YOUR TASK
The records follow. Transcribe only the lines from the line containing "Place one keypoint per instance of the dog's ear" through the end, both ends included, and leave out the pictures.

SUPPLIED MATERIAL
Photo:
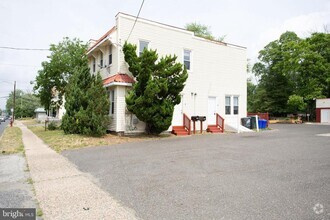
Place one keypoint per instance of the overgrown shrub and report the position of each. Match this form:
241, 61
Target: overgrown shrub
52, 126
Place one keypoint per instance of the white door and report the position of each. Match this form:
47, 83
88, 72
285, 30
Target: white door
211, 120
325, 115
178, 114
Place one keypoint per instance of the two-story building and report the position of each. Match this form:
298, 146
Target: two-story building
217, 72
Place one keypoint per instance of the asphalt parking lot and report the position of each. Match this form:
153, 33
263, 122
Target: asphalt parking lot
279, 174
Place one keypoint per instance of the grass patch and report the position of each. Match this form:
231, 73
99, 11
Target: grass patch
59, 141
11, 141
39, 212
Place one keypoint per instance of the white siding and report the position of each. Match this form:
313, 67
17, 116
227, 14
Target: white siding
322, 103
106, 70
120, 110
217, 70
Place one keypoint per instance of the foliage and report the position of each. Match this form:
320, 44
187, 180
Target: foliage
55, 73
157, 88
201, 30
52, 126
11, 141
292, 66
25, 103
296, 103
87, 104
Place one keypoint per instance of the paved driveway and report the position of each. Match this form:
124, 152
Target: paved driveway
278, 174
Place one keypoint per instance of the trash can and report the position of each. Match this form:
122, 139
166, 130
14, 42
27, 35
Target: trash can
262, 123
254, 122
246, 122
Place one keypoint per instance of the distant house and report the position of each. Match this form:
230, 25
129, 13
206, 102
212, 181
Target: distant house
217, 72
323, 110
41, 114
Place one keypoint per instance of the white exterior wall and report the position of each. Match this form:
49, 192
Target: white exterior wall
217, 70
121, 106
61, 109
322, 103
106, 70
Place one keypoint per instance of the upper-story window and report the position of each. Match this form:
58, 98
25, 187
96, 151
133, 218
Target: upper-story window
101, 59
228, 105
110, 54
187, 59
142, 45
235, 105
94, 64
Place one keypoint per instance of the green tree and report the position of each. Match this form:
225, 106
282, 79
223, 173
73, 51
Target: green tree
275, 68
25, 103
296, 103
87, 104
157, 88
55, 73
293, 66
201, 30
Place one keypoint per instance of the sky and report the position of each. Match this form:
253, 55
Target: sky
39, 23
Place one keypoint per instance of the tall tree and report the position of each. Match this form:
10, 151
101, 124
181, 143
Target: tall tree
157, 88
55, 73
204, 31
25, 104
274, 69
87, 104
293, 67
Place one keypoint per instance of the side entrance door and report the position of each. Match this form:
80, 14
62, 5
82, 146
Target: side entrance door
325, 115
211, 110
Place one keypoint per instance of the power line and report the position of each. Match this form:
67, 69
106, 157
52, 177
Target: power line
19, 48
17, 65
136, 19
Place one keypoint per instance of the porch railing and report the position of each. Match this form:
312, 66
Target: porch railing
260, 115
187, 123
220, 121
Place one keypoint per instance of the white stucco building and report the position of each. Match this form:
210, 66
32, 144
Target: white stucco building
323, 110
217, 72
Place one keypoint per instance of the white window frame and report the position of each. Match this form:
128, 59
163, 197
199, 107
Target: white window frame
94, 65
235, 96
112, 102
230, 106
144, 41
110, 55
101, 59
190, 58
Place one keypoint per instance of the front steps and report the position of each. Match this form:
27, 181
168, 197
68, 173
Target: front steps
179, 131
214, 129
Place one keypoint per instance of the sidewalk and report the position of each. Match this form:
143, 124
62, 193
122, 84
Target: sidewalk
62, 190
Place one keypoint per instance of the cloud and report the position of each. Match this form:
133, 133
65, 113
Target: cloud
302, 25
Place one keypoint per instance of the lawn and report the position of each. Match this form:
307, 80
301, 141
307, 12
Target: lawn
11, 141
59, 141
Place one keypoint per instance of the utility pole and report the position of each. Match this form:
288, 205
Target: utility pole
14, 101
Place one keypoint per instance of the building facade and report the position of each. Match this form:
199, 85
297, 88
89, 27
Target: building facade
323, 110
217, 72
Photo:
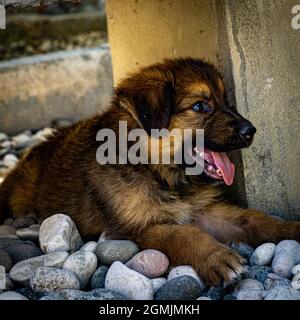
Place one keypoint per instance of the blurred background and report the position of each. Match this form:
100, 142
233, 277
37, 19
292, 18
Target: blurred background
57, 66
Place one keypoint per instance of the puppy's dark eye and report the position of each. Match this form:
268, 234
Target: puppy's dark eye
201, 106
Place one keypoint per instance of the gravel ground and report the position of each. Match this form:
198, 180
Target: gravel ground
22, 48
51, 262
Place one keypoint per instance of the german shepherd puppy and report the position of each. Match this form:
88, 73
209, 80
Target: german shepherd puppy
158, 206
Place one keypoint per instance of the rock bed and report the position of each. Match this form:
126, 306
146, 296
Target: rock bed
51, 262
22, 48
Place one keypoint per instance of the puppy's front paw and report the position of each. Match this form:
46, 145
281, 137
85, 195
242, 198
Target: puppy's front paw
222, 266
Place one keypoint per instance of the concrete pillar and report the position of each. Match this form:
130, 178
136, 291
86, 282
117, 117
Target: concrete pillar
147, 31
253, 43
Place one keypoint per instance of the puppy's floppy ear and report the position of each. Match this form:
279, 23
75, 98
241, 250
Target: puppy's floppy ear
150, 100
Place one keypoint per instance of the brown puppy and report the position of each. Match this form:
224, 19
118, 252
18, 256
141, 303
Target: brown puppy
156, 205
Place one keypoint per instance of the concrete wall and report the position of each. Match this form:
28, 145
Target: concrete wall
259, 53
38, 89
265, 54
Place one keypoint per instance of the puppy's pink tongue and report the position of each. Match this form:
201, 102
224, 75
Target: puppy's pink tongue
226, 167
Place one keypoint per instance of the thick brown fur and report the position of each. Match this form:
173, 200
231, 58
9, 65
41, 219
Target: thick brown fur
156, 205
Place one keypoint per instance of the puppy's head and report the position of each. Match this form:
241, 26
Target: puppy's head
188, 94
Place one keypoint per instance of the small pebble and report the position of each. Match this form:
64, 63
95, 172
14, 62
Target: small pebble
259, 273
24, 222
59, 232
3, 136
274, 280
157, 283
116, 250
7, 231
296, 269
23, 251
97, 294
185, 271
215, 293
130, 283
9, 283
22, 141
250, 294
98, 278
83, 264
51, 279
296, 284
179, 288
263, 255
243, 249
89, 246
11, 295
150, 263
23, 271
287, 255
283, 293
250, 284
30, 233
30, 294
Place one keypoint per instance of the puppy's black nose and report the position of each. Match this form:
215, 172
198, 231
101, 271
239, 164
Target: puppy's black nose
247, 130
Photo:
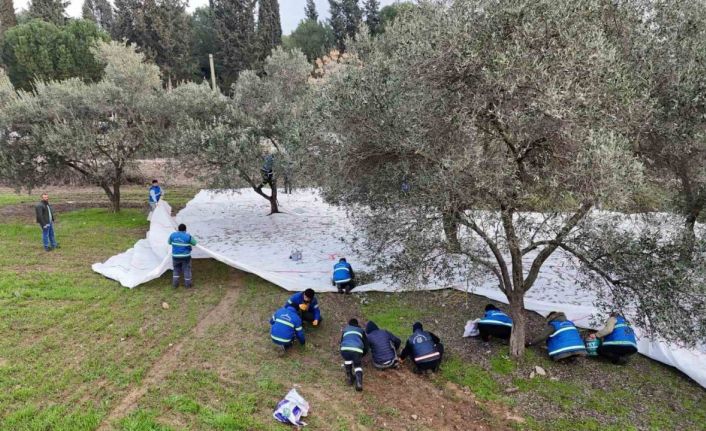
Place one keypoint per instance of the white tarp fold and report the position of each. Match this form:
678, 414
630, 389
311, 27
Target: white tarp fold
234, 228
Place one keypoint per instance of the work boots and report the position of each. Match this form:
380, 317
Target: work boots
359, 380
349, 373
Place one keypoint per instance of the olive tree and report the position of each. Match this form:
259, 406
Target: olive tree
487, 111
93, 129
227, 138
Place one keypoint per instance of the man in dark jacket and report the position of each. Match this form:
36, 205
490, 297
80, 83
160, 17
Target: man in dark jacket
425, 348
354, 345
45, 218
383, 346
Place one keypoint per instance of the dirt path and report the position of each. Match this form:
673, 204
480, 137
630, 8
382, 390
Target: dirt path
171, 359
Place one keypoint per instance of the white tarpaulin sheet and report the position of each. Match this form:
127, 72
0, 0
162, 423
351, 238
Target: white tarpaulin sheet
234, 228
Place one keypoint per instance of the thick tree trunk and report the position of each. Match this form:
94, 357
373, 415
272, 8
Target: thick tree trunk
451, 231
274, 206
517, 313
115, 201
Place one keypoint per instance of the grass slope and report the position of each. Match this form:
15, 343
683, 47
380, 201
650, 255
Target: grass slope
73, 344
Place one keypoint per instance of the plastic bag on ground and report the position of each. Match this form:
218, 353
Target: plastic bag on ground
471, 329
291, 409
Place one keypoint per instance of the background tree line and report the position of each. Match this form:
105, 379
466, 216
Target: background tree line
178, 42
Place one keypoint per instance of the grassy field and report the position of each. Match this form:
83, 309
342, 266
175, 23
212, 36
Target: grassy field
79, 352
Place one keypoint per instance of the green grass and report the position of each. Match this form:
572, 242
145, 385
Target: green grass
73, 343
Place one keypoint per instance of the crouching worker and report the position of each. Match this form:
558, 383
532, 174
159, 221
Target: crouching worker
343, 276
563, 339
383, 346
494, 323
307, 306
425, 348
181, 243
354, 345
286, 325
618, 341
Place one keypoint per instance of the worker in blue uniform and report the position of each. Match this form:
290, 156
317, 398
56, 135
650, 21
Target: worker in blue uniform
354, 345
563, 339
343, 276
425, 348
307, 306
286, 326
181, 242
618, 340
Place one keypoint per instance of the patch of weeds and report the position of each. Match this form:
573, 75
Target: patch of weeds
55, 418
183, 404
390, 314
366, 420
141, 420
501, 363
478, 380
562, 394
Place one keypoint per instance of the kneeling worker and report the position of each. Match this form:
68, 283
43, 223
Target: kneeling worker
562, 337
425, 348
286, 325
181, 243
354, 345
343, 276
618, 339
306, 305
383, 346
494, 323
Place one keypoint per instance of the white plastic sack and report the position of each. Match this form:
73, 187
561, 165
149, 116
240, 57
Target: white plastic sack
292, 409
471, 329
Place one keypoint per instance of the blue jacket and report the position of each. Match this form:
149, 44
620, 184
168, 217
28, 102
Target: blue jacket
566, 338
181, 243
353, 339
298, 298
155, 194
286, 324
622, 334
382, 343
342, 272
496, 317
423, 347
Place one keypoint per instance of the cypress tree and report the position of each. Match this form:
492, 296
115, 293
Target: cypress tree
100, 12
338, 23
269, 28
353, 15
235, 34
53, 11
372, 15
7, 15
310, 11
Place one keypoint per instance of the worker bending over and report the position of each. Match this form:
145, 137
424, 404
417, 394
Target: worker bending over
354, 345
307, 306
343, 276
181, 242
563, 338
286, 325
494, 323
383, 346
425, 348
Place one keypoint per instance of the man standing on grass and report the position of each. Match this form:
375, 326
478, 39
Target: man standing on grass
155, 194
181, 243
45, 218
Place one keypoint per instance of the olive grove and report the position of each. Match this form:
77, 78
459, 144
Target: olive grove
477, 138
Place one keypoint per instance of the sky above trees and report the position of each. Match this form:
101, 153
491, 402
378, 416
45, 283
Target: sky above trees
291, 11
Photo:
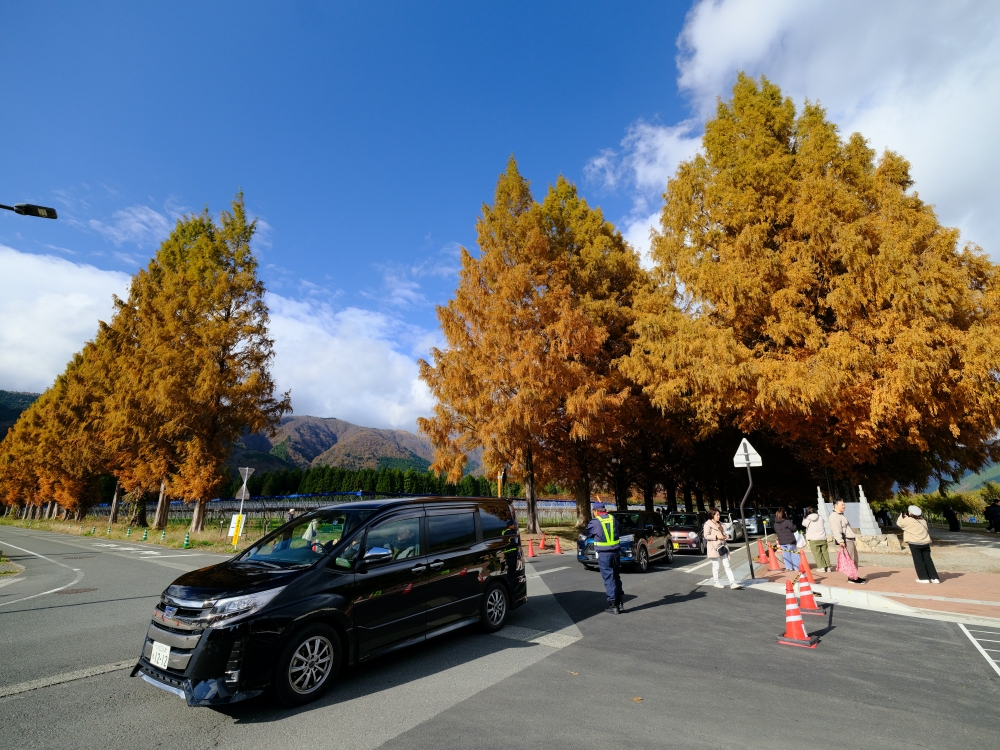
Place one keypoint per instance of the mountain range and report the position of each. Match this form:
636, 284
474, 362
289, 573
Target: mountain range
304, 441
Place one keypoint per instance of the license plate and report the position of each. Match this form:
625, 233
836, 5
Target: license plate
160, 656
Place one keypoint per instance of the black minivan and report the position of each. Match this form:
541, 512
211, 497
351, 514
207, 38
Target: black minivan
331, 588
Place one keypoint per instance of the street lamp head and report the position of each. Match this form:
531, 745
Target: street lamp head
29, 209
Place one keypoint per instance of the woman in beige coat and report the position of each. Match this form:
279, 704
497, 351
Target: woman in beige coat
916, 535
715, 541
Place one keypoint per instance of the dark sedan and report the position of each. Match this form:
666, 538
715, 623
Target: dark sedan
644, 538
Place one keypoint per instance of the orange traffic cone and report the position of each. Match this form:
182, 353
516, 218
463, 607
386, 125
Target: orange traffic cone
761, 554
808, 604
805, 567
772, 560
795, 632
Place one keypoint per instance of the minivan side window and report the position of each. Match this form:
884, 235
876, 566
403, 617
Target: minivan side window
451, 531
496, 521
401, 536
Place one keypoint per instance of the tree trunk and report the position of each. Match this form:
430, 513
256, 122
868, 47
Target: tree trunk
162, 507
671, 495
529, 492
114, 507
581, 492
198, 515
139, 515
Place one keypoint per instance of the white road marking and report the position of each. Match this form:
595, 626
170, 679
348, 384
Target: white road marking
79, 674
975, 642
76, 579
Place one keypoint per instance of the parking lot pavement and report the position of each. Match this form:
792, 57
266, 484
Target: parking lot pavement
686, 665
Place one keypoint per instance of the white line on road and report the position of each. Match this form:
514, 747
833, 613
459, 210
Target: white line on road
76, 579
992, 662
79, 674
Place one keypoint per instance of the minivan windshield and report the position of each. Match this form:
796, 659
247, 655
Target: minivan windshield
305, 542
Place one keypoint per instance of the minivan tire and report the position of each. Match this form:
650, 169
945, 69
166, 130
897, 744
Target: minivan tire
308, 664
494, 608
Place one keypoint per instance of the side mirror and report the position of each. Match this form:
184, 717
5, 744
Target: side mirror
377, 554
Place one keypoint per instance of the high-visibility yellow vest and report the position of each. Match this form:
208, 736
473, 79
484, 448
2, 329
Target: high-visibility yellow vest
608, 524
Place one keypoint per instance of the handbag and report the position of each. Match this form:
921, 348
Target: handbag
846, 565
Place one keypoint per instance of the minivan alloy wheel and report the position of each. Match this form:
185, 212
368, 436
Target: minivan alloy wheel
496, 606
310, 664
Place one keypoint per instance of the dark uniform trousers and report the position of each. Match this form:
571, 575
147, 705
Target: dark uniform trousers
610, 565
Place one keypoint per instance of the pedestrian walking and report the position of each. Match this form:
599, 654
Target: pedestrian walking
718, 550
918, 537
604, 530
992, 514
784, 529
816, 539
951, 517
843, 535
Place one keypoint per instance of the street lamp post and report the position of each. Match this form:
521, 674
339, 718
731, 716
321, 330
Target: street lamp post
30, 209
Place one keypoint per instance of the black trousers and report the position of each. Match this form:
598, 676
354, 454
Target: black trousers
610, 565
922, 561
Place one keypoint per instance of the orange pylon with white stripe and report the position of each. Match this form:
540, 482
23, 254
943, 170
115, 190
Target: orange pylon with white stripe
808, 605
795, 632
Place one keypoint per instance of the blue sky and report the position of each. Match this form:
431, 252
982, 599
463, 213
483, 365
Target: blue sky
366, 136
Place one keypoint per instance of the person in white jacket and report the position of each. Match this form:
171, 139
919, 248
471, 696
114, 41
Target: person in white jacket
816, 537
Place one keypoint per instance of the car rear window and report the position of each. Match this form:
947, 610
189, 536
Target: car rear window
496, 520
451, 531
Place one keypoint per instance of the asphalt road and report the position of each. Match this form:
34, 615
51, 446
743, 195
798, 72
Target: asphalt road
703, 661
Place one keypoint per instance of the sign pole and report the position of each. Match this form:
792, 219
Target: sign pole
746, 456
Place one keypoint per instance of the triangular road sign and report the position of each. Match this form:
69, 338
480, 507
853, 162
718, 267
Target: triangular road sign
746, 455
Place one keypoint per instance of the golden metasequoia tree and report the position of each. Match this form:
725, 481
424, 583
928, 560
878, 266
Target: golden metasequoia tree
517, 341
807, 292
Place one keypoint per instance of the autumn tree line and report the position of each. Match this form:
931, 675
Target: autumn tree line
385, 481
160, 395
800, 294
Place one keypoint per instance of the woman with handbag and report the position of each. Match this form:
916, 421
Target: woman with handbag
718, 550
784, 529
816, 539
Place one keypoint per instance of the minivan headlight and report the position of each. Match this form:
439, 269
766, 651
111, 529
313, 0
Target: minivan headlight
238, 607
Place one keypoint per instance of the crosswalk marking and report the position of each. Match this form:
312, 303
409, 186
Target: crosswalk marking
984, 651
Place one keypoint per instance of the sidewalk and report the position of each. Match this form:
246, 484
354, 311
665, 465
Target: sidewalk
961, 595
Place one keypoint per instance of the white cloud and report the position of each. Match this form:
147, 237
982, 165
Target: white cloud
918, 77
353, 364
49, 307
347, 363
139, 224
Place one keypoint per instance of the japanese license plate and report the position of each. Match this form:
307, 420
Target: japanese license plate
160, 656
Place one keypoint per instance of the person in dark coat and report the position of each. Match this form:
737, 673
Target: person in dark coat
953, 524
604, 530
993, 516
784, 529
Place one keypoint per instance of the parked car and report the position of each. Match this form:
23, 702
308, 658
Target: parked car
333, 587
687, 532
644, 538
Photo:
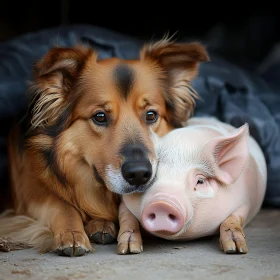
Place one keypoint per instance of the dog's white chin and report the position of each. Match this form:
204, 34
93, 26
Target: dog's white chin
117, 184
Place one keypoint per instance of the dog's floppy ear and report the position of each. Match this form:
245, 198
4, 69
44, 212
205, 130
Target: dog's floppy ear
54, 76
179, 63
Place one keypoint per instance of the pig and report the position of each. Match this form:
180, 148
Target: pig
211, 179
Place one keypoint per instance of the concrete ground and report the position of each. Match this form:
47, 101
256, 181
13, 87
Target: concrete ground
201, 259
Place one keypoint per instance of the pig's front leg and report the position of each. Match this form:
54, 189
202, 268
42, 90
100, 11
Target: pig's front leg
129, 237
232, 238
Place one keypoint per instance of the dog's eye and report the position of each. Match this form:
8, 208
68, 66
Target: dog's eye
100, 119
151, 116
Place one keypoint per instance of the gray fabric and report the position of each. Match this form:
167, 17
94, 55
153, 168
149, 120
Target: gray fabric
228, 92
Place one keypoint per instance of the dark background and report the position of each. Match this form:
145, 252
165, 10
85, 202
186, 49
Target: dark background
241, 32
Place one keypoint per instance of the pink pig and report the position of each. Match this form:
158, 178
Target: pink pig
211, 179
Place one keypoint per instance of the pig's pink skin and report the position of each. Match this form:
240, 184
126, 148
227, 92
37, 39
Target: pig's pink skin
202, 207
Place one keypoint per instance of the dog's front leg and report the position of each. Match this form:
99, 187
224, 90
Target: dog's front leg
129, 237
67, 226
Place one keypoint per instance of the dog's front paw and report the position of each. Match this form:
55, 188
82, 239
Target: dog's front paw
129, 241
72, 244
102, 232
232, 238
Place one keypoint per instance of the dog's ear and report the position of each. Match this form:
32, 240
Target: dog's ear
54, 77
179, 63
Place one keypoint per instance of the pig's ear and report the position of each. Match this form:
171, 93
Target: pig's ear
178, 64
230, 154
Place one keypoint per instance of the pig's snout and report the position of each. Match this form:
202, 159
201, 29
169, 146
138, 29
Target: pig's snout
162, 216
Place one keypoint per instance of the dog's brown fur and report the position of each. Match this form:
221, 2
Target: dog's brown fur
87, 117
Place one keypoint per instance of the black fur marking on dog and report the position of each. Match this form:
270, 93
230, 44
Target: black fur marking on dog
124, 77
97, 176
51, 161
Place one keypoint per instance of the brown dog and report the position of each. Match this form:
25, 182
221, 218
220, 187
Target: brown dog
86, 139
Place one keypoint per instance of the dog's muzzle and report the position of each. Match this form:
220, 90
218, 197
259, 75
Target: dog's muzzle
137, 173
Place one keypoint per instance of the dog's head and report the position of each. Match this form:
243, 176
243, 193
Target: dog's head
100, 113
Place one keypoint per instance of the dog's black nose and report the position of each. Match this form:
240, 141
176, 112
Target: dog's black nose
137, 173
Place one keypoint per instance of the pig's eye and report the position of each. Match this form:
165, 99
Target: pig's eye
200, 181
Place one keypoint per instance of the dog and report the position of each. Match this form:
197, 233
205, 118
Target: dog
85, 140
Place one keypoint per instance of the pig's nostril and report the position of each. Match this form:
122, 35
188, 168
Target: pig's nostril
172, 217
152, 217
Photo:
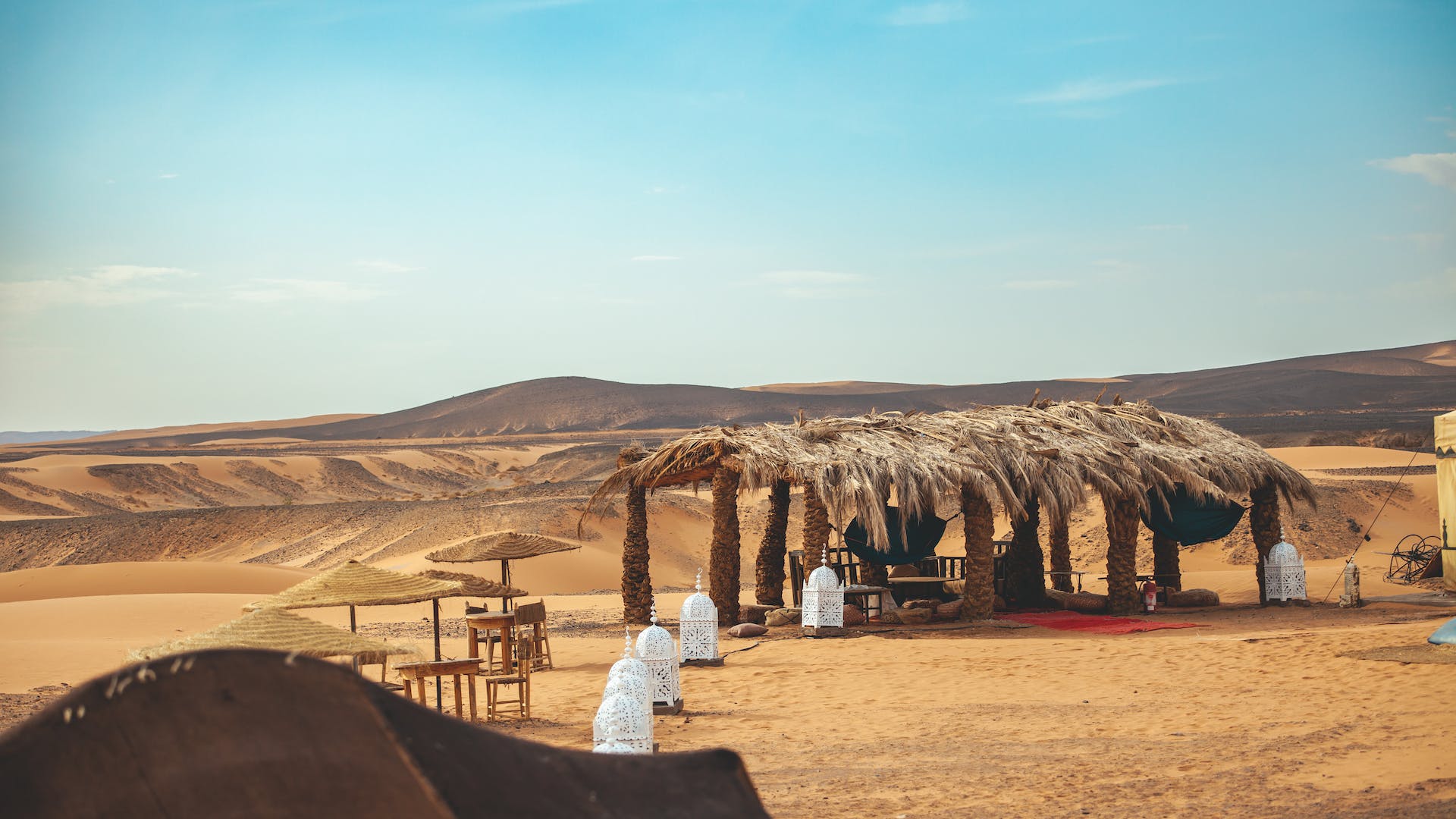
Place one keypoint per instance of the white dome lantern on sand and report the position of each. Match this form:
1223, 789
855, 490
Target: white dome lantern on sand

CORRECT OUTPUT
Place one keypoint per instance of the dog's ear and report the position of each. Match this form:
32, 240
Target: dog's ear
54, 77
179, 63
Place one keypoint per instance of the pig's ear and report the position of each. Match this form:
171, 93
Target: pig's ear
178, 64
230, 154
Place one keypoint per instance of the pig's snout and report the position of each. Match this form:
202, 159
201, 29
169, 146
138, 29
Target: pig's snout
162, 216
Place one keypoint per instance of the dog's brown fur and report the position of each. Match this form:
221, 2
Target: dog's brown fur
87, 117
Place one keypoint per instance of the black fur marking on dog and report the position of each. Match this form:
270, 93
230, 44
Target: black fur marking on dog
124, 77
97, 176
51, 161
Place one keypoint per instance of the brown dog and report the position of each. Match this form:
25, 182
221, 218
220, 187
Target: brown dog
86, 139
Place one keypoint per instance of the dog's muzzle and report the position of each. Match this form:
220, 90
218, 197
259, 75
Target: dog's muzzle
137, 173
Place one keypoint per instance of the dog's head and report the position of each. Match this form:
243, 176
243, 193
Target: dog's head
100, 113
Place one keypoint per instance of the dog's black nose and report the position of each. Match this form:
240, 141
176, 112
Target: dog's black nose
137, 173
Place one keypoint per instance of the pig's eye and report the position of each. Match this form:
165, 99
Target: pig's eye
200, 181
Place one keypoint per instance of the dog and report the position of each. Match this form:
197, 233
205, 118
Target: dog
85, 140
Place one keypoint per instance of the pig's nostril and report the position of each. Match this form:
122, 35
188, 168
Target: pig's nostril
172, 217
152, 217
Photo:
Place one keypoint per instance of the white dome lantern on sand and report the position of each. Match this form:
1223, 789
855, 490
Target: white dome lantern on sand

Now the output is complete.